### SUPPLIED RECORDS ###

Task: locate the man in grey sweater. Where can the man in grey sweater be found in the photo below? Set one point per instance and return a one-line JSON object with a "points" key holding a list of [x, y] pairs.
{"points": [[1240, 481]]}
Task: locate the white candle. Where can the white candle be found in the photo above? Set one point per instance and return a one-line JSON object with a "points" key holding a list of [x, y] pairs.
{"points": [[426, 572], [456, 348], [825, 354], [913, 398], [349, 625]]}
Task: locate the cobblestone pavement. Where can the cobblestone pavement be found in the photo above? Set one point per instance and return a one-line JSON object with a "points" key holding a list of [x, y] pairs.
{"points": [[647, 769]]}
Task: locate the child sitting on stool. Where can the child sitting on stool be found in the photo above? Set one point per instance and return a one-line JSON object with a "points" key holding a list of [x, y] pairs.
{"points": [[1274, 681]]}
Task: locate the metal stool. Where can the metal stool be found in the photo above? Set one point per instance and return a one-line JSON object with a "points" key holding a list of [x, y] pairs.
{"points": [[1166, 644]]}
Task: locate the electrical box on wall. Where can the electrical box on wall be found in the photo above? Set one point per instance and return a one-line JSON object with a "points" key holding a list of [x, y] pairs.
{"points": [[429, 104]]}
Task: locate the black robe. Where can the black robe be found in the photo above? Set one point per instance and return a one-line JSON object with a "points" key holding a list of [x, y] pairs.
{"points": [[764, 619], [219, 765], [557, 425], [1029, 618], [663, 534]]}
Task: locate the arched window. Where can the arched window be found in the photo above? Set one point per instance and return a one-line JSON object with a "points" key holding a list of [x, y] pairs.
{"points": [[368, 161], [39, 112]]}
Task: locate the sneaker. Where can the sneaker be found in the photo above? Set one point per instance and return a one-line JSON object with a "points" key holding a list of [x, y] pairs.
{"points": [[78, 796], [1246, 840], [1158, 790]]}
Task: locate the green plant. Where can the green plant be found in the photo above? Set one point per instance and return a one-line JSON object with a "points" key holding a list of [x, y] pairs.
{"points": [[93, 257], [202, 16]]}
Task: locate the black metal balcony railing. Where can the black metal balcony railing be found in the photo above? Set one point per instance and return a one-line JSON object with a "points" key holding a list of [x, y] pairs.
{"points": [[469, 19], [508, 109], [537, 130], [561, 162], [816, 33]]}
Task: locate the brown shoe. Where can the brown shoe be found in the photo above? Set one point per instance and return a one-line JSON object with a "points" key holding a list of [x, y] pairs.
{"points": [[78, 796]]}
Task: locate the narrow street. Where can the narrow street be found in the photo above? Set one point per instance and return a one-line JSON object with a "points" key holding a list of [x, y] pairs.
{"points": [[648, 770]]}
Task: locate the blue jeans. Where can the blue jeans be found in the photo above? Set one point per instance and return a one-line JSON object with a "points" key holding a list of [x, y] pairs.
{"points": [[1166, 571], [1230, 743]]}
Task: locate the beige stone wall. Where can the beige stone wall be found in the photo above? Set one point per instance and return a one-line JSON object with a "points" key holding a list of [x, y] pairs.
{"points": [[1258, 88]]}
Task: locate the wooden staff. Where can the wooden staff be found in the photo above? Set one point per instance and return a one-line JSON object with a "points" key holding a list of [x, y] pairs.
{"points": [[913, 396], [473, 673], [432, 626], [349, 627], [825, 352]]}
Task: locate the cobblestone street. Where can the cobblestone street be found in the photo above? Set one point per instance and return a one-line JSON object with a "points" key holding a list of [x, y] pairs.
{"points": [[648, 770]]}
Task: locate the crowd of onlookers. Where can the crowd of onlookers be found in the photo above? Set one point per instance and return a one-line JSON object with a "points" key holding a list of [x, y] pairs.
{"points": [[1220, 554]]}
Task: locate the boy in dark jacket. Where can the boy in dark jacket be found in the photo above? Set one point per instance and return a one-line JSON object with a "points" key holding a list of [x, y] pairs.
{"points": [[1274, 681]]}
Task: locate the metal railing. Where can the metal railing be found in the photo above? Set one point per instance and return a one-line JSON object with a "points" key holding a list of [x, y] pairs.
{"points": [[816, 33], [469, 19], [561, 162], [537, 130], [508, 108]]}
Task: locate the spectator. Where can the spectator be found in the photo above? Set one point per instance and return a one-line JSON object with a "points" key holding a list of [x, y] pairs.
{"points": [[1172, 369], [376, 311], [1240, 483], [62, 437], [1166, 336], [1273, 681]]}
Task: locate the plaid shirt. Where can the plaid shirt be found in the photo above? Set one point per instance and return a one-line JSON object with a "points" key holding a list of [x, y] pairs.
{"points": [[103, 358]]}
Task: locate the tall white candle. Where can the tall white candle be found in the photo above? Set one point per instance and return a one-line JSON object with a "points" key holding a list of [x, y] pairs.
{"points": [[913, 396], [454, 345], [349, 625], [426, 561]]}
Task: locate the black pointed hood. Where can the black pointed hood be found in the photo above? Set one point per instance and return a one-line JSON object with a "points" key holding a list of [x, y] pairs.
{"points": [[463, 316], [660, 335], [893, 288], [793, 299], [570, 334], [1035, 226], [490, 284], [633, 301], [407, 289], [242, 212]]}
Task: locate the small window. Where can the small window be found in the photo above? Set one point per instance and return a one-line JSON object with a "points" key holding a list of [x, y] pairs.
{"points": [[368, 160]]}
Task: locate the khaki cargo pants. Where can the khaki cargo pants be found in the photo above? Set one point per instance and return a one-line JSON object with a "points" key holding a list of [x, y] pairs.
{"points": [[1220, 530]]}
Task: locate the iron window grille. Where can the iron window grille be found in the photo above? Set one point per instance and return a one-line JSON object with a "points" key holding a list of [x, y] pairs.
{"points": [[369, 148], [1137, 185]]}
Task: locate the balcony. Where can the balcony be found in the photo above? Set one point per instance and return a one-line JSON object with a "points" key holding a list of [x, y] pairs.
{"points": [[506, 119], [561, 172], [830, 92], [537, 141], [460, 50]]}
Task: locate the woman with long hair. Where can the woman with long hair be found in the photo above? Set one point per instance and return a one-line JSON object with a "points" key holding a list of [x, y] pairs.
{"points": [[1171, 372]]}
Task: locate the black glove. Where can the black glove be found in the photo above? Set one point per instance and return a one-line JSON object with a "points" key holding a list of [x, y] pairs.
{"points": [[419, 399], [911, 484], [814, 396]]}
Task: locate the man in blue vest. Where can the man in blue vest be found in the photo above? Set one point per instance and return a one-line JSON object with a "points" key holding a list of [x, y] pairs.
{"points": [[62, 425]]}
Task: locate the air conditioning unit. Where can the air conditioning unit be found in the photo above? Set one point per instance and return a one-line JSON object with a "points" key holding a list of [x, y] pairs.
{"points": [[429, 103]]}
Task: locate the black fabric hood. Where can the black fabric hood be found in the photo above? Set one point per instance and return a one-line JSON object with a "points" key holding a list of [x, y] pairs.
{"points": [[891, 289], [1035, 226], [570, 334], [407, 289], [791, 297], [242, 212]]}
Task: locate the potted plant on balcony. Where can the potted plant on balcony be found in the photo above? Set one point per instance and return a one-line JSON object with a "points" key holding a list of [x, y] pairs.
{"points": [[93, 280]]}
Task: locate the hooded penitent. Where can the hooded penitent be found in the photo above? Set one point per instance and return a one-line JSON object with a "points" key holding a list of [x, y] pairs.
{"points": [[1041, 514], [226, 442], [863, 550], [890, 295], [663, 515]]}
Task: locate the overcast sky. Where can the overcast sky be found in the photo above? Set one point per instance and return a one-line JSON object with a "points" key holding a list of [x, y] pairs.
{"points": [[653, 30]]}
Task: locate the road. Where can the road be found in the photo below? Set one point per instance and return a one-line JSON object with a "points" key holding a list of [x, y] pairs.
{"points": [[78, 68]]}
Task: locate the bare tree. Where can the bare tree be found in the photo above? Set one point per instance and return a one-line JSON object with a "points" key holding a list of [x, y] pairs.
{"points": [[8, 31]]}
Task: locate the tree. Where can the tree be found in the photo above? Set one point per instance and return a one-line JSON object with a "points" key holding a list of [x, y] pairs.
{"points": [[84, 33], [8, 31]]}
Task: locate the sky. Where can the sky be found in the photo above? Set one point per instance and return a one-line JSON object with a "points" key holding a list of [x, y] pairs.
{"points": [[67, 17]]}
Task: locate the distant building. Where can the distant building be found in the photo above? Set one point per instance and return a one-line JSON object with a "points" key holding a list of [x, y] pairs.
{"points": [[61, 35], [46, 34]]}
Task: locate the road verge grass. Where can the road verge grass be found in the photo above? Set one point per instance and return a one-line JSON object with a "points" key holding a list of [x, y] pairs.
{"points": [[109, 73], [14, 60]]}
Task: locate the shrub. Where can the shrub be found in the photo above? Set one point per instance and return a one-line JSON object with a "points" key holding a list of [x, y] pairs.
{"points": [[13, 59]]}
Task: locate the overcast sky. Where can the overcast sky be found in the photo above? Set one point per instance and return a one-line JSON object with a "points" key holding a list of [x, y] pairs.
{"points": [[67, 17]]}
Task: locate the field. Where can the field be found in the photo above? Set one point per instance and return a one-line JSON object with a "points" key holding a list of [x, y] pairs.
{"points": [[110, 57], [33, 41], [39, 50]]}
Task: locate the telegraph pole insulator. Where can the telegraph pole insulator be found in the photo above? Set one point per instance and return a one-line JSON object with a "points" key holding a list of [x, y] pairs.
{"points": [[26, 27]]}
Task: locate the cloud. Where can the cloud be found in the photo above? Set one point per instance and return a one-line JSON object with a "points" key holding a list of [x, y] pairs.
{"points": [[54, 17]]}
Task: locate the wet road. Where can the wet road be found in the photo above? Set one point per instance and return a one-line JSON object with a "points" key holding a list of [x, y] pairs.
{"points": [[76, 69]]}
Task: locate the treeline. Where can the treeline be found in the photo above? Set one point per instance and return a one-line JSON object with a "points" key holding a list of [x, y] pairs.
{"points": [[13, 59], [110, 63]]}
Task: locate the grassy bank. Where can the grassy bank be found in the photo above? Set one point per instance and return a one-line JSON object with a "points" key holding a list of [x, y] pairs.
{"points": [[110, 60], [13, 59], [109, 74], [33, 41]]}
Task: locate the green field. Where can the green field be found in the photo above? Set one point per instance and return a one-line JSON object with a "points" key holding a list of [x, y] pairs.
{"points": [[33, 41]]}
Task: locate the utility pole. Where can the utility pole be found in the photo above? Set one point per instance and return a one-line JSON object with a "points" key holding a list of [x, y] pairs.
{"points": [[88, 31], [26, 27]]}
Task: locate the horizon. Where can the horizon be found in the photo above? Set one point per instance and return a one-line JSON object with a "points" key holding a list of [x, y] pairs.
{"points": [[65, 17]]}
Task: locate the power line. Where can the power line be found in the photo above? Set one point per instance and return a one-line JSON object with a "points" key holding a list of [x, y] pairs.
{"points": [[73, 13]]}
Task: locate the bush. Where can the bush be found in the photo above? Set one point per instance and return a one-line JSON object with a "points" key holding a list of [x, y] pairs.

###

■ SHORT PROBLEM ■
Everything from the line containing "Task: locate the wet" through the last line of the records must be given again exactly; leave out all other lines.

■ EXERCISE RESPONSE ■
Task: locate the wet road. Where can the wet road be found in the photo above? Set one point per instance and return a one-line JSON object with a "points" key holding a list of [x, y] pairs.
{"points": [[76, 69]]}
Task: locate the treeline. Where can the treeline be found in the photo above? Set one point per instance and return a one-line JSON object with a "points" key holding a list of [x, y] pairs.
{"points": [[13, 59], [110, 63]]}
Task: locate the grassy bank. Where can the grassy bank be found in the photo above? Set one point per instance and return a one-line JSON object with a "points" key holding a list of [x, y] pairs.
{"points": [[110, 60], [13, 59], [109, 74], [33, 41]]}
Task: locate the green field. Where can the green field be found in the photo above? Set one point per instance and return a one-line JSON object with a "points" key holding a list of [x, y] pairs.
{"points": [[33, 41]]}
Task: locate the utility pole. Where can the utility pole be found in the photo above? Set one point per instance and return a one-line JSON object with a "points" key holding a list of [x, y] pairs.
{"points": [[88, 31], [26, 27]]}
Task: locate the horizon. Where can the horizon be found in the photo above? Set one point per instance and return a one-line JSON object with a "points" key holding a list of [x, y] pairs.
{"points": [[65, 17]]}
Task: locate the power line. Where can the power line be found in the photo above? Set one point per instance and return a one-line JSON object with a "points" key holding a list of [x, y] pairs.
{"points": [[73, 13]]}
Task: locate the bush. Where can the bush be found in the photo above? Set one point per instance and return a one-line JSON object with a "points" key holding a list of [x, y] pairs.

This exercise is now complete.